- SELECTED TEXT -

※ ※ ※

Jo-Ann responds: Okay, that makes sense, listening with compassionate can be a heroic act. It takes courage to step beyond one’s reactive parts (aspects of who we are) and respond to another from the heart. But what does that say about our society if letting “our compassion blossom” is considered heroic? Anne Michaels wrote that turning a blind eye towards a Jewish man running across a field in Nazi Germany was heroic. That speaks volumes to the state of which wartime Germany was governed: certain lives were considered worthless and kindness was not so much measured in giving but in not seeing.

If thoughtful and active listening is labeled heroic what does that say about our society?

And, on a side note, is active listening really self-sacrificing or is it more about enhancing or building a stronger sense of Self? If we have a strong sense of who we are, do not our fears, defences and denials lessen their hold on us? With a strong sense of Self I feel our ability to listen deepens and we come more readily from the heart… quite self-enriching, in fact. But maybe, then, it is the definition of heroism that should be changed. Real heroic behaviour enriches all those involved, including the giver.

Thursday, June 23, 2011

Political Complicity

I started this series on complicity after reading Nicole Shaw’s, (publisher of Synergy Magazine) article on bullying. Her organic farm is being (or the attempt is being made to) shut it down because of a by-law stating that their residentially zoned area cannot be used for agriculture purposes. The instigator, or original complainant, is a neighbor who, according to Shaw “has deliberately and systematically employed acts of intimidation and bullying.” Moreover, the local council has become complicit in the bullying by continuing to bias towards the neighbour’s viewpoint even though Shaw has received “hundreds of letters” of support with people coming to speak in their favour at community and council meetings. I encourage you to read her article for a more articulate account of what is happening.

During these past few weeks I’ve written about other forms of complicity: the Butterfly in the Jar story and my stint as a telephone solicitor. These are minor compared to what Nicole and her partner, Dirk, are experiencing but, located along the continuum of relatively benign to actively harmful, they are complicit just the same. The Canuck riot is at the other end of the spectrum where, I feel, the bystander’s complicity increased the acts of violence.

Today, I read of another act of complicity, that by the Canadian government. According to the Globe and Mail, “Canada,” acting alone on the UN stage, “has single-handedly blocked listing chrysotile asbestos as a hazardous chemical.”

The article goes on to say:

Listing asbestos on Annex III of the [Rotterdam] convention would force exporters such as Canada to warn recipient countries of any health hazards. Those countries could also then refuse asbestos imports if they didn't think they could handle the product safely.

Asbestos use is so tightly controlled in Canada that it is effectively banned. The federal government is spending tens of millions of dollars to remove asbestos from public buildings, including on Parliament Hill and from the prime minister's residence.
Canada’s asbestos industry is worth 90 million dollar and is mostly used in the production of cement. However, a G&M editorial stated: “most developed economies have forsaken it for other materials…. But it is a cheap enough alternative that growing Asian countries are a growing market for the product. An Asian medical journal recently reported that it expects a ‘surge of asbestos-related diseases in the immediate decades ahead’ as a result.”

※ ※ ※

Entries from a data collection
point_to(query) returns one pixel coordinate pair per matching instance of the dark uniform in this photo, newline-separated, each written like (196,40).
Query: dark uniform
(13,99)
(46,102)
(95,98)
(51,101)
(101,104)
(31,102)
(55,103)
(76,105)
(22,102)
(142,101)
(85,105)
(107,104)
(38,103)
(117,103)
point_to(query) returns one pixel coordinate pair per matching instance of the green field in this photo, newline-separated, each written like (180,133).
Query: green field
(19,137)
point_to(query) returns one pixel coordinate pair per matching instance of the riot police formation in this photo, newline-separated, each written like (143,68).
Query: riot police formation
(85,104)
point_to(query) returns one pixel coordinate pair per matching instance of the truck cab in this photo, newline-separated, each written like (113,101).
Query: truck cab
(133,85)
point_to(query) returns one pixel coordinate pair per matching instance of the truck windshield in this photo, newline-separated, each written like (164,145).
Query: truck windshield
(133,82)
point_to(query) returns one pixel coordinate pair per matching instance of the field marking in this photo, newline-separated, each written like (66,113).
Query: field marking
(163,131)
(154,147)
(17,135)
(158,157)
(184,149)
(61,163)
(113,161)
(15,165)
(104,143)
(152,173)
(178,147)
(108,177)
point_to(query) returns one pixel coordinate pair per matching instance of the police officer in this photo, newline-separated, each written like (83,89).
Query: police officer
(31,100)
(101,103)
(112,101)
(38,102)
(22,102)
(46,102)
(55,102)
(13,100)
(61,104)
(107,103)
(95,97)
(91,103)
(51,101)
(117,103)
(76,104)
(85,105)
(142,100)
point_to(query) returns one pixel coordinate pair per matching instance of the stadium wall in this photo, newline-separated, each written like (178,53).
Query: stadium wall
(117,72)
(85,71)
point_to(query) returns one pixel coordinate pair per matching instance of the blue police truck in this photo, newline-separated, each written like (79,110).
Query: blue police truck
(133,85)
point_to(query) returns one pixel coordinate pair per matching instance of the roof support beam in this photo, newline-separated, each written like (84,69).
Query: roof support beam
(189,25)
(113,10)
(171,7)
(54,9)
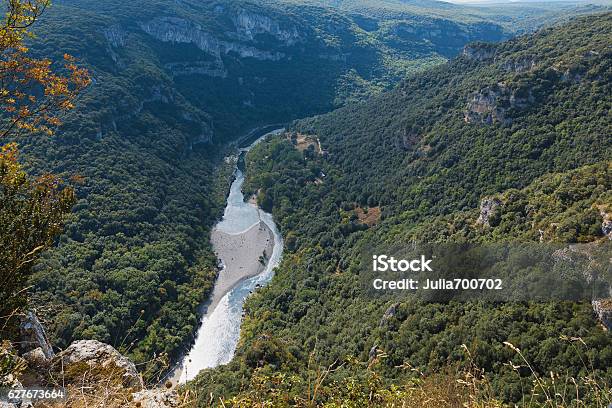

※ ※ ※

- WORK ORDER A -
According to the text on complicity, what is Canada's asbestos industry mostly used to produce?
- WORK ORDER B -
Copy the text on complicity word for word, from "And, on a side" up to and including "including the giver.".

- REPLY A -
Cement.

- REPLY B -
And, on a side note, is active listening really self-sacrificing or is it more about enhancing or building a stronger sense of Self? If we have a strong sense of who we are, do not our fears, defences and denials lessen their hold on us? With a strong sense of Self I feel our ability to listen deepens and we come more readily from the heart… quite self-enriching, in fact. But maybe, then, it is the definition of heroism that should be changed. Real heroic behaviour enriches all those involved, including the giver.